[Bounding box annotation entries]
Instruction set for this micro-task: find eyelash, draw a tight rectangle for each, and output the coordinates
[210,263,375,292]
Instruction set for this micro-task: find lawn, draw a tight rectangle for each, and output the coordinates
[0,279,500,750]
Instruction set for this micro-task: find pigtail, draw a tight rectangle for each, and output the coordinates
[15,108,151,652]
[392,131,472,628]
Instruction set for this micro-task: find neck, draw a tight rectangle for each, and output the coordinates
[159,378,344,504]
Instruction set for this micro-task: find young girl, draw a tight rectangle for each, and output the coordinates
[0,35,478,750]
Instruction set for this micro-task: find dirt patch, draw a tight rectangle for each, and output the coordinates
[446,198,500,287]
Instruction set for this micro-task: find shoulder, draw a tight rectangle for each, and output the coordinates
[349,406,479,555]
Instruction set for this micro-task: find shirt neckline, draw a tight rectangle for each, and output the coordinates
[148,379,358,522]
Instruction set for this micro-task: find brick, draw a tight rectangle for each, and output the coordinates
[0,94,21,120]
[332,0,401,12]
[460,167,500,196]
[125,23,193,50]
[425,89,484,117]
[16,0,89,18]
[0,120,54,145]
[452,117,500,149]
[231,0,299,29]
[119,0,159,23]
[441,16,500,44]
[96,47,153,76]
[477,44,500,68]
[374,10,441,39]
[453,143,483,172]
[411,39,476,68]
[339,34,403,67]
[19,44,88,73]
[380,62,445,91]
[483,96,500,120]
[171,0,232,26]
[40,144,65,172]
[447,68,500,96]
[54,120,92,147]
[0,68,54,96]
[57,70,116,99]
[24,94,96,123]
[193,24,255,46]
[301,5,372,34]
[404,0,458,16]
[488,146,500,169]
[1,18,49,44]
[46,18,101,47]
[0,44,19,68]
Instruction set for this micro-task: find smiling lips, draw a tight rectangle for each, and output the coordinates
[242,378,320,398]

## Exercise task
Rewrite the listing above so that every "tight rectangle" becomes "close-fitting box". Leave everything else as it is.

## Exercise output
Instruction set for this micro-task: find eyelash, draw a close-fitting box for each, and output the coordinates
[210,263,375,292]
Instruction set for this micro-task: find lawn, draw a close-fitting box for each, and output the coordinates
[0,279,500,750]
Instruction set for this micro-task: find pigtail, draw a close-fitting box for each, and output the coordinates
[15,108,151,652]
[392,131,472,628]
Instruction set for this micro-task: find neck, draw a close-fitting box for each, and output the coordinates
[159,378,344,504]
Instruction set for this micro-task: find young girl, draw a close-fitting box for each, and output the coordinates
[0,35,478,750]
Instruction set for this micro-task: find dirt patch, draw a close-fitting box for each, and output the coordinates
[446,198,500,287]
Instruction set for this micro-task: find shoulder, draw a close-fitting box for each, and output the coordinates
[349,406,479,555]
Instruction set for this micro-task: find shirt neckline, draw a close-fitting box for each, and output the coordinates
[148,379,358,522]
Instruction set for this micro-task: find brick, draw a close-fitting box for each, and output the coordinates
[0,94,21,120]
[332,0,401,12]
[460,167,500,196]
[125,23,193,50]
[425,89,484,117]
[16,0,89,18]
[0,120,54,145]
[452,117,500,149]
[231,0,299,29]
[119,0,159,23]
[441,16,500,44]
[96,47,153,76]
[477,44,500,68]
[374,10,441,39]
[453,143,483,172]
[411,39,476,68]
[339,34,403,67]
[19,44,88,73]
[380,62,445,91]
[483,96,500,120]
[171,0,232,26]
[40,144,65,172]
[447,68,500,96]
[54,120,92,147]
[0,68,54,96]
[57,70,116,99]
[24,94,96,123]
[193,24,255,46]
[301,5,372,34]
[404,0,458,16]
[488,146,500,169]
[1,18,49,44]
[46,18,101,47]
[0,44,19,68]
Instruction set for this micro-task: find smiling lips, draw a close-fitting box for each, and output the coordinates
[242,378,320,398]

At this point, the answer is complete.